• [THE PROBLEM]: Rewrite the entries from the line containing "Would you mind pointing to the mountain ridge" through the end of the entries as a numbered list, skipping any blank lines. Leave the pictures out of your answer.

• [RAW RECORDS]:
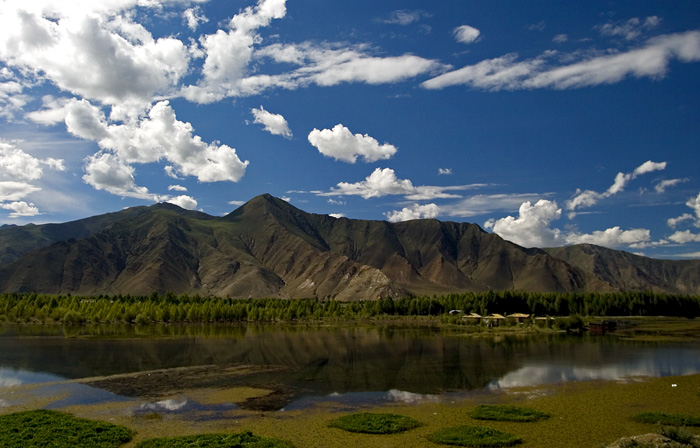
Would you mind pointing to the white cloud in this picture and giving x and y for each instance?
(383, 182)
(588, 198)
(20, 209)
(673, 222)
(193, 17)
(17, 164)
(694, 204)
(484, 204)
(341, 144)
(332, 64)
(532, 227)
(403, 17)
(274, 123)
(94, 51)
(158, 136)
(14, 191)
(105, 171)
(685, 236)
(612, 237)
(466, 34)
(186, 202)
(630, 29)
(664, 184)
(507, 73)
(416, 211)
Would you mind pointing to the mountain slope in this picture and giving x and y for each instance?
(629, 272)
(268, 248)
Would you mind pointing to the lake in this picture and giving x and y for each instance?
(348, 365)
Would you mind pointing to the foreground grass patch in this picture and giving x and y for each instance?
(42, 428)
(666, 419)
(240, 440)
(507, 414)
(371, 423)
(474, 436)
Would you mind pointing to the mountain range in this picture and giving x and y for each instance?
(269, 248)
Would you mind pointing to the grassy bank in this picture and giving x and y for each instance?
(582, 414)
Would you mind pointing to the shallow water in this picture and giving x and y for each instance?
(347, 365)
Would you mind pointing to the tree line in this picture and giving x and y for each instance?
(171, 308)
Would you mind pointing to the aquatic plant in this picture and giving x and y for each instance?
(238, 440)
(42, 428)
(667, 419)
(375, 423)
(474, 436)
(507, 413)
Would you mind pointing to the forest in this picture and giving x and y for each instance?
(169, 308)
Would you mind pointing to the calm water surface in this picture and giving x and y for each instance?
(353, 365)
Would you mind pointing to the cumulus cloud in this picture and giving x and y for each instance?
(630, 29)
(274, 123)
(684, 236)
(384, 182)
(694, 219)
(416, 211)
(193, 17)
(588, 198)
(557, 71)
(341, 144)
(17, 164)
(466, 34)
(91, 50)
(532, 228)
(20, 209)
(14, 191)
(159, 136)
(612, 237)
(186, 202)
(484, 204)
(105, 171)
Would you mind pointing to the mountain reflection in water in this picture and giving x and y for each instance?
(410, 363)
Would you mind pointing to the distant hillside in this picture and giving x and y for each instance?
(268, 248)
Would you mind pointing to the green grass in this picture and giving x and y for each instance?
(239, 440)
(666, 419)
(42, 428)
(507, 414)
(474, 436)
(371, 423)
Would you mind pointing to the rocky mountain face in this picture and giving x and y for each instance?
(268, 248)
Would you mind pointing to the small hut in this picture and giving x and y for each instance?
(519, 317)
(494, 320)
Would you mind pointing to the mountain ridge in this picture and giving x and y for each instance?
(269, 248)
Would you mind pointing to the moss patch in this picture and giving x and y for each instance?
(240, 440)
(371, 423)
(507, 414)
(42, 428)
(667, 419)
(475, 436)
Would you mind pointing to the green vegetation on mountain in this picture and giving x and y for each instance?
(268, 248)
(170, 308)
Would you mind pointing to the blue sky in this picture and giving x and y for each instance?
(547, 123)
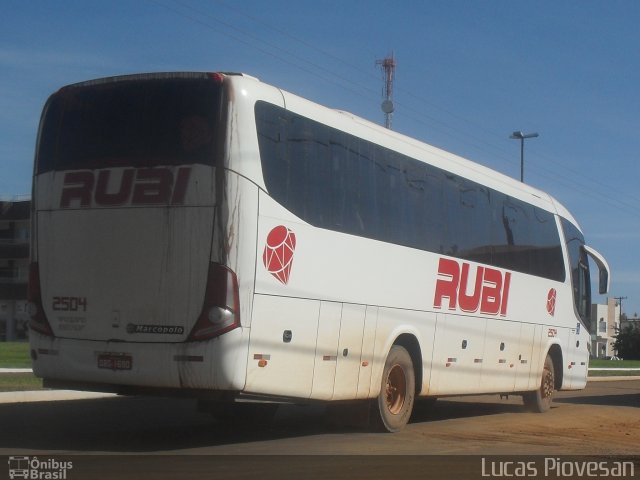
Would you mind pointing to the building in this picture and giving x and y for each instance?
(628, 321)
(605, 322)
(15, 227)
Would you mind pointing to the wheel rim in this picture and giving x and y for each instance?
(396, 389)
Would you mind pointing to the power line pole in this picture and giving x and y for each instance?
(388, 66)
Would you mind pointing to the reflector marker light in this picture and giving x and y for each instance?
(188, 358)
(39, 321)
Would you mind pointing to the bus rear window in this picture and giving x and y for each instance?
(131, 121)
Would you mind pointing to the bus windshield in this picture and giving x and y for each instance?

• [RESULT]:
1. Would you mind pointing to the mountain ridge in this picture and giving x and y for each instance?
2. (269, 248)
3. Would you mind pointing to the moss patch in this picture and giving x and y for each instance?
4. (240, 440)
5. (371, 423)
6. (507, 414)
7. (42, 428)
8. (667, 419)
9. (475, 436)
10. Would you mind pointing to the green vegetation on mountain in this picture and giving x and y for each instance?
11. (268, 248)
12. (170, 308)
13. Would you mind pointing to the blue sky in this picture and giving x and y for each instance?
14. (547, 123)
15. Would you mind pointing to the building in this picture and giving x and y for each instance?
16. (628, 321)
17. (605, 322)
18. (15, 227)
19. Would you mind pointing to the wheel rim in this picture and giving x and y for each instance?
20. (396, 389)
21. Would you mind pointing to the power line pole in this picture and giving x and y for each instance?
22. (388, 66)
23. Would you mind pointing to the reflector marker light in this picture and giving x and y for each instance?
24. (188, 358)
25. (39, 321)
26. Would you mind pointing to the bus rear window in this picture and giving x and y for each instance?
27. (131, 121)
28. Would you mind pointing to the bus windshield in this picture and giving x and y for each instance?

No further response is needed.